[Extracted records]
-=-=-=-=-

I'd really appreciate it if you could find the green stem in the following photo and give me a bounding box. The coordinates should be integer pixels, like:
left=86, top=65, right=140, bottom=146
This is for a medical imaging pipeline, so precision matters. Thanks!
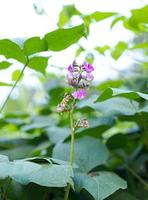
left=0, top=61, right=28, bottom=113
left=125, top=166, right=148, bottom=191
left=64, top=100, right=76, bottom=200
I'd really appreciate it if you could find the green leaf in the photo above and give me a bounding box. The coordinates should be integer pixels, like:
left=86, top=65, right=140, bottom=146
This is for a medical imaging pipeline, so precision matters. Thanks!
left=0, top=61, right=11, bottom=70
left=127, top=5, right=148, bottom=31
left=74, top=172, right=127, bottom=200
left=45, top=24, right=86, bottom=51
left=106, top=190, right=139, bottom=200
left=95, top=45, right=110, bottom=55
left=0, top=39, right=27, bottom=63
left=89, top=11, right=117, bottom=22
left=85, top=53, right=95, bottom=64
left=111, top=41, right=128, bottom=60
left=46, top=126, right=70, bottom=144
left=0, top=82, right=13, bottom=87
left=130, top=42, right=148, bottom=49
left=12, top=69, right=22, bottom=81
left=75, top=46, right=85, bottom=57
left=53, top=136, right=108, bottom=172
left=110, top=16, right=125, bottom=29
left=0, top=155, right=73, bottom=187
left=28, top=56, right=48, bottom=74
left=97, top=79, right=125, bottom=91
left=58, top=5, right=81, bottom=27
left=95, top=88, right=148, bottom=102
left=24, top=37, right=48, bottom=55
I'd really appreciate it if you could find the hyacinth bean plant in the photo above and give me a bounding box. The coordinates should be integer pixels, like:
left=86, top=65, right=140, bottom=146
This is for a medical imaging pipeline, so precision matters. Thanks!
left=57, top=61, right=94, bottom=200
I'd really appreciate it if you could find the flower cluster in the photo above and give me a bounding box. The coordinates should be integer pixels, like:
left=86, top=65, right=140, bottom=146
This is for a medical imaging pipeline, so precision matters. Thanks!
left=67, top=61, right=94, bottom=100
left=75, top=119, right=89, bottom=128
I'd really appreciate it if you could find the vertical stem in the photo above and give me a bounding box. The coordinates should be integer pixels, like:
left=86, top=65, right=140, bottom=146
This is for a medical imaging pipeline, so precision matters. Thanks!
left=64, top=100, right=76, bottom=200
left=0, top=61, right=28, bottom=113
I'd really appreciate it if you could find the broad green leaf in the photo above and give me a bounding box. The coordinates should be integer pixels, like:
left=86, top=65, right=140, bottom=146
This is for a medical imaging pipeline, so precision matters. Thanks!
left=28, top=56, right=48, bottom=74
left=111, top=41, right=128, bottom=60
left=46, top=126, right=70, bottom=144
left=85, top=53, right=95, bottom=64
left=53, top=136, right=108, bottom=172
left=45, top=24, right=86, bottom=51
left=0, top=39, right=27, bottom=64
left=96, top=88, right=148, bottom=102
left=21, top=116, right=57, bottom=132
left=131, top=42, right=148, bottom=49
left=0, top=155, right=73, bottom=187
left=89, top=11, right=117, bottom=22
left=12, top=69, right=22, bottom=81
left=0, top=145, right=34, bottom=160
left=0, top=61, right=11, bottom=70
left=74, top=172, right=127, bottom=200
left=0, top=82, right=13, bottom=87
left=58, top=5, right=81, bottom=27
left=97, top=79, right=125, bottom=91
left=110, top=16, right=125, bottom=29
left=95, top=45, right=110, bottom=55
left=106, top=190, right=140, bottom=200
left=24, top=37, right=48, bottom=55
left=75, top=46, right=85, bottom=57
left=127, top=5, right=148, bottom=31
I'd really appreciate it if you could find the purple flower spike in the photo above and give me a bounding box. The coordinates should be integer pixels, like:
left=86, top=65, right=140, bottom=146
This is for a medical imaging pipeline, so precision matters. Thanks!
left=68, top=65, right=74, bottom=72
left=86, top=73, right=94, bottom=81
left=83, top=62, right=94, bottom=73
left=72, top=89, right=87, bottom=100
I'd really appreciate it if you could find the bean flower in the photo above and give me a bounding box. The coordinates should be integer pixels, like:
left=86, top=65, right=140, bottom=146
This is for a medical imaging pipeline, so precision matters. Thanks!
left=57, top=61, right=94, bottom=113
left=67, top=61, right=94, bottom=100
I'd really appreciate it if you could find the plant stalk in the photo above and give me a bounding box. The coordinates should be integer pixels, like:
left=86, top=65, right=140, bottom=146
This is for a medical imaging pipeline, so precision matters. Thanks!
left=0, top=61, right=28, bottom=113
left=64, top=100, right=76, bottom=200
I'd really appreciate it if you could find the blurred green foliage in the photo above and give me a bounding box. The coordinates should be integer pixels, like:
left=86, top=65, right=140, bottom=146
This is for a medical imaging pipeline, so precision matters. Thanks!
left=0, top=2, right=148, bottom=200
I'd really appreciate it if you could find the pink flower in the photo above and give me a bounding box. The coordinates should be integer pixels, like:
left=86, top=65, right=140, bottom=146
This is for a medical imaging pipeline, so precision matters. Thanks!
left=72, top=89, right=87, bottom=100
left=81, top=73, right=94, bottom=81
left=83, top=62, right=94, bottom=73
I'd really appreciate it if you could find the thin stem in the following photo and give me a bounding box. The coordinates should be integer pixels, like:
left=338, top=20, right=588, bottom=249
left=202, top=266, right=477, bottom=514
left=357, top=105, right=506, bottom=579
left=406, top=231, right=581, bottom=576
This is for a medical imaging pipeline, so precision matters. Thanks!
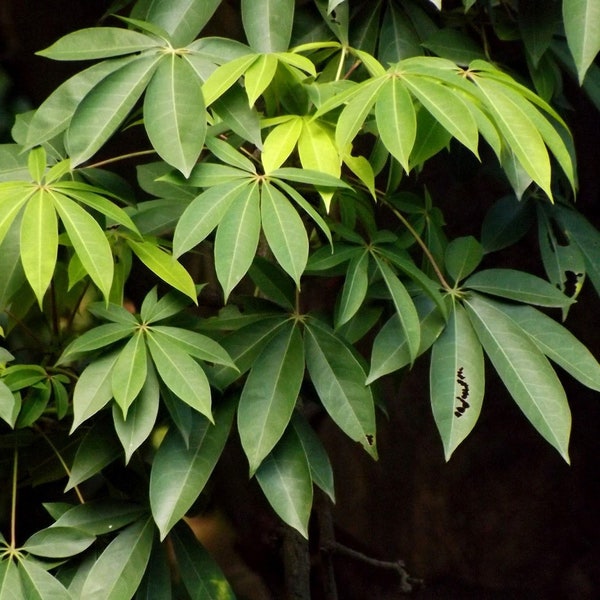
left=84, top=150, right=156, bottom=169
left=35, top=425, right=85, bottom=504
left=10, top=442, right=19, bottom=550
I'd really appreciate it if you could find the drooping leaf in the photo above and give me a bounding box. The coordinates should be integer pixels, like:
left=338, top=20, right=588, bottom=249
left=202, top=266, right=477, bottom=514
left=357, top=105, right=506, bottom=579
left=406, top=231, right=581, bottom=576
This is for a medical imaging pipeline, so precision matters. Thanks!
left=256, top=427, right=313, bottom=538
left=150, top=401, right=235, bottom=539
left=144, top=54, right=206, bottom=177
left=237, top=322, right=304, bottom=474
left=465, top=294, right=571, bottom=462
left=429, top=304, right=485, bottom=460
left=81, top=518, right=154, bottom=600
left=304, top=319, right=377, bottom=458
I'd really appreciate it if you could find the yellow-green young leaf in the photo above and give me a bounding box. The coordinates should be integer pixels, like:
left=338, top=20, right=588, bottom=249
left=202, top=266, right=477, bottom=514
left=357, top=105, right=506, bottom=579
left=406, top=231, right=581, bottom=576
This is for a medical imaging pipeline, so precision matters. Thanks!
left=66, top=55, right=159, bottom=167
left=475, top=77, right=552, bottom=198
left=260, top=182, right=308, bottom=288
left=256, top=427, right=313, bottom=538
left=21, top=189, right=58, bottom=306
left=244, top=54, right=277, bottom=106
left=429, top=304, right=485, bottom=460
left=144, top=54, right=206, bottom=177
left=146, top=331, right=212, bottom=421
left=80, top=518, right=155, bottom=600
left=202, top=54, right=258, bottom=106
left=562, top=0, right=600, bottom=84
left=304, top=319, right=377, bottom=458
left=237, top=321, right=304, bottom=474
left=127, top=238, right=198, bottom=303
left=261, top=116, right=302, bottom=173
left=242, top=0, right=295, bottom=53
left=112, top=329, right=148, bottom=419
left=50, top=192, right=114, bottom=298
left=215, top=183, right=260, bottom=301
left=150, top=401, right=235, bottom=539
left=465, top=294, right=571, bottom=462
left=375, top=77, right=417, bottom=172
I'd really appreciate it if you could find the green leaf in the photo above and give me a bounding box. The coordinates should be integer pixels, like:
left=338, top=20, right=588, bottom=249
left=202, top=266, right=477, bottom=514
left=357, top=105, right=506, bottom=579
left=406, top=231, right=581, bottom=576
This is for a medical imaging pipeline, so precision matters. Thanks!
left=464, top=269, right=574, bottom=308
left=465, top=294, right=571, bottom=462
left=494, top=303, right=600, bottom=391
left=444, top=235, right=483, bottom=282
left=22, top=525, right=96, bottom=558
left=292, top=412, right=335, bottom=502
left=144, top=54, right=206, bottom=177
left=143, top=0, right=221, bottom=47
left=71, top=352, right=119, bottom=432
left=562, top=0, right=600, bottom=84
left=304, top=319, right=377, bottom=458
left=52, top=500, right=145, bottom=535
left=21, top=189, right=58, bottom=306
left=261, top=117, right=302, bottom=173
left=150, top=401, right=235, bottom=539
left=237, top=321, right=304, bottom=474
left=429, top=304, right=485, bottom=461
left=50, top=191, right=114, bottom=298
left=244, top=54, right=278, bottom=106
left=242, top=0, right=295, bottom=53
left=215, top=183, right=260, bottom=301
left=170, top=523, right=235, bottom=600
left=17, top=559, right=72, bottom=600
left=260, top=182, right=308, bottom=288
left=127, top=238, right=197, bottom=303
left=150, top=325, right=236, bottom=369
left=67, top=55, right=159, bottom=167
left=375, top=77, right=417, bottom=172
left=256, top=428, right=313, bottom=539
left=81, top=519, right=154, bottom=600
left=366, top=296, right=446, bottom=384
left=147, top=331, right=212, bottom=420
left=36, top=27, right=159, bottom=60
left=335, top=250, right=369, bottom=329
left=173, top=179, right=250, bottom=256
left=375, top=258, right=421, bottom=363
left=111, top=329, right=148, bottom=418
left=65, top=414, right=122, bottom=492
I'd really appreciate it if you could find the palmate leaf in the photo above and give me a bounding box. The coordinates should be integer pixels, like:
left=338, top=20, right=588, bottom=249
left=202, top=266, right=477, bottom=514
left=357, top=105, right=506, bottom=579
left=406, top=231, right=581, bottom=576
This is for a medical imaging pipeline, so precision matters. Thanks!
left=429, top=304, right=485, bottom=460
left=150, top=400, right=235, bottom=539
left=304, top=319, right=377, bottom=458
left=256, top=427, right=313, bottom=538
left=144, top=53, right=207, bottom=177
left=67, top=54, right=160, bottom=167
left=465, top=294, right=571, bottom=462
left=260, top=182, right=308, bottom=288
left=81, top=518, right=155, bottom=600
left=242, top=0, right=295, bottom=53
left=237, top=322, right=304, bottom=474
left=170, top=522, right=235, bottom=600
left=215, top=183, right=260, bottom=301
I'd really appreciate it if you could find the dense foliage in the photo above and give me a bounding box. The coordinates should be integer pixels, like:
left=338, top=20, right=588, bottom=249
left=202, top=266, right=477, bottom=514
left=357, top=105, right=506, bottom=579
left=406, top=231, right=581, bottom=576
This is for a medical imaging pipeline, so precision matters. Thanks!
left=0, top=0, right=600, bottom=600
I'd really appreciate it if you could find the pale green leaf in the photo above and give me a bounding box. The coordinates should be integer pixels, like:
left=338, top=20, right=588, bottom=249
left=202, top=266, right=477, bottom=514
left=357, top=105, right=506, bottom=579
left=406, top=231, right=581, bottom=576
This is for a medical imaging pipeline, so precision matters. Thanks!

-=-=-=-=-

=== EXERCISE DIRECTIONS ===
Reproduce the entries from the line containing "I'd really appreciate it if you could find the hyacinth" through the line containing "left=75, top=119, right=89, bottom=128", multiplying each bounding-box coordinate in the answers by 0.55 and rounding to whole numbers, with halves rounded up. Leave the requests and their sample coordinates unchanged, and output only these lines.

=== EXERCISE RESPONSE ===
I'd really appreciate it if you could find the hyacinth bean plant in the photo above and give me a bounding box. The coordinates should be integer pixels, like:
left=86, top=65, right=140, bottom=146
This is for a medical imaging pipeline, so precision matters. Thanks!
left=31, top=34, right=52, bottom=110
I'd really appreciate it if you could find the flower cluster in the photo above and give me a bounding box. The coordinates should be integer pixels, like:
left=86, top=65, right=140, bottom=146
This is for a medical imaging pipeline, so precision matters. Thanks!
left=37, top=34, right=52, bottom=55
left=41, top=65, right=49, bottom=70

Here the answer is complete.